-- Work to complete --
Convert the data below into a Markdown table with the columns Row and Text, giving each non-blank line its own row number and its text. Leave the pictures out.
━━━━━━━━━━
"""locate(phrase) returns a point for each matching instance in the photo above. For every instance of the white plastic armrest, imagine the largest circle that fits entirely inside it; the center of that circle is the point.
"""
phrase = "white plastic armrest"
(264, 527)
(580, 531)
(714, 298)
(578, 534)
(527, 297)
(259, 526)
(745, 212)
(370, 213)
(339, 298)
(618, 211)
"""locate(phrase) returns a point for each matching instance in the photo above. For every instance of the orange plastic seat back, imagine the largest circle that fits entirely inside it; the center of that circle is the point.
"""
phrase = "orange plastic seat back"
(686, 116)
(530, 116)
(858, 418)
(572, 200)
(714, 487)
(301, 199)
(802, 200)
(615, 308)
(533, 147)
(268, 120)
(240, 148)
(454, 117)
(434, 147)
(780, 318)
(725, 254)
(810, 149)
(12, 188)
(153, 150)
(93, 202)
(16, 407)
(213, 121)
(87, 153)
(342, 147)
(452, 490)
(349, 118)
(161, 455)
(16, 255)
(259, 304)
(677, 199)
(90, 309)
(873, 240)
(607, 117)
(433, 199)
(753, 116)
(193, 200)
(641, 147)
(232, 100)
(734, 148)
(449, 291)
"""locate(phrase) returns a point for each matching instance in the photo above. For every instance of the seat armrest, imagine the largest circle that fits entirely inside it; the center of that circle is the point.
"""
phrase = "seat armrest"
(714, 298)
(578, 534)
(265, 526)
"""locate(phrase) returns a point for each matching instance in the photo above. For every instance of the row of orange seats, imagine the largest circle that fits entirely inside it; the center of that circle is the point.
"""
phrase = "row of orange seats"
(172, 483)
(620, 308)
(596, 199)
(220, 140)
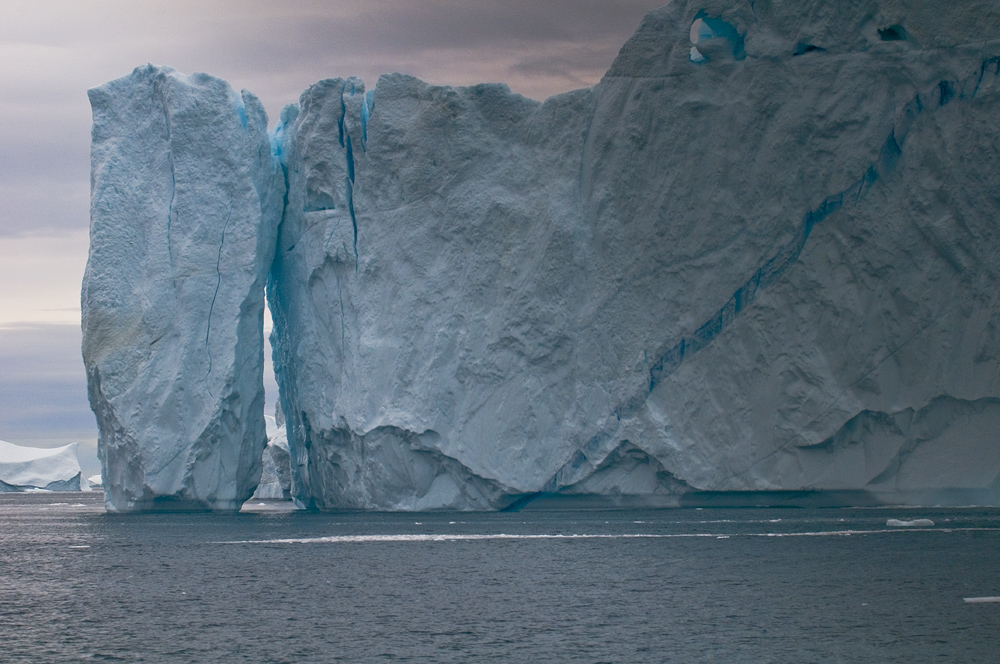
━━━━━━━━━━
-- Written reply --
| Row | Text |
|---|---|
| 1 | """locate(phrase) returns a point for each matching instance in the photo above. For every instance of the white plastic armrest, imagine the largest circle that fits entirely inside it; the center of that circle is the point. |
| 2 | """ |
| 3 | phrase = "white plastic armrest" |
| 4 | (264, 527) |
| 5 | (580, 531) |
| 6 | (714, 298) |
| 7 | (578, 534) |
| 8 | (527, 297) |
| 9 | (259, 526) |
| 10 | (745, 212) |
| 11 | (370, 213) |
| 12 | (339, 298) |
| 13 | (618, 211) |
| 14 | """locate(phrase) returns a point for each matching instance in the photo above. For every instance of the orange plastic seat back, imagine the largest circle that fits entirely inside it; the center of that circle is the point. |
| 15 | """ |
| 16 | phrase = "orange plastic seat back" |
| 17 | (686, 116) |
| 18 | (530, 116) |
| 19 | (858, 418) |
| 20 | (572, 200) |
| 21 | (714, 487) |
| 22 | (301, 199) |
| 23 | (802, 200) |
| 24 | (615, 308) |
| 25 | (533, 147) |
| 26 | (268, 120) |
| 27 | (240, 148) |
| 28 | (454, 117) |
| 29 | (434, 147) |
| 30 | (780, 318) |
| 31 | (725, 254) |
| 32 | (810, 149) |
| 33 | (12, 188) |
| 34 | (153, 150) |
| 35 | (93, 202) |
| 36 | (16, 407) |
| 37 | (213, 121) |
| 38 | (87, 153) |
| 39 | (342, 147) |
| 40 | (452, 490) |
| 41 | (349, 118) |
| 42 | (161, 455) |
| 43 | (16, 255) |
| 44 | (259, 304) |
| 45 | (677, 199) |
| 46 | (90, 309) |
| 47 | (873, 240) |
| 48 | (607, 117) |
| 49 | (433, 199) |
| 50 | (753, 116) |
| 51 | (193, 200) |
| 52 | (641, 147) |
| 53 | (232, 100) |
| 54 | (734, 148) |
| 55 | (449, 291) |
| 56 | """locate(phrase) returns a point for each matching instance in the photo above. For every instance of the seat armrest, imagine the largest circle that fits entirely inside it; the center of that circle is the point. |
| 57 | """ |
| 58 | phrase = "seat armrest" |
| 59 | (714, 298) |
| 60 | (578, 534) |
| 61 | (265, 526) |
| 62 | """locate(phrase) returns a point for each matching instance in the photo above. For every instance of the row of orange seats, imagine the largest circle that fits entirely inside it; the center of that circle is the point. |
| 63 | """ |
| 64 | phrase = "row of orange seats" |
| 65 | (172, 483) |
| 66 | (620, 308) |
| 67 | (596, 199) |
| 68 | (220, 140) |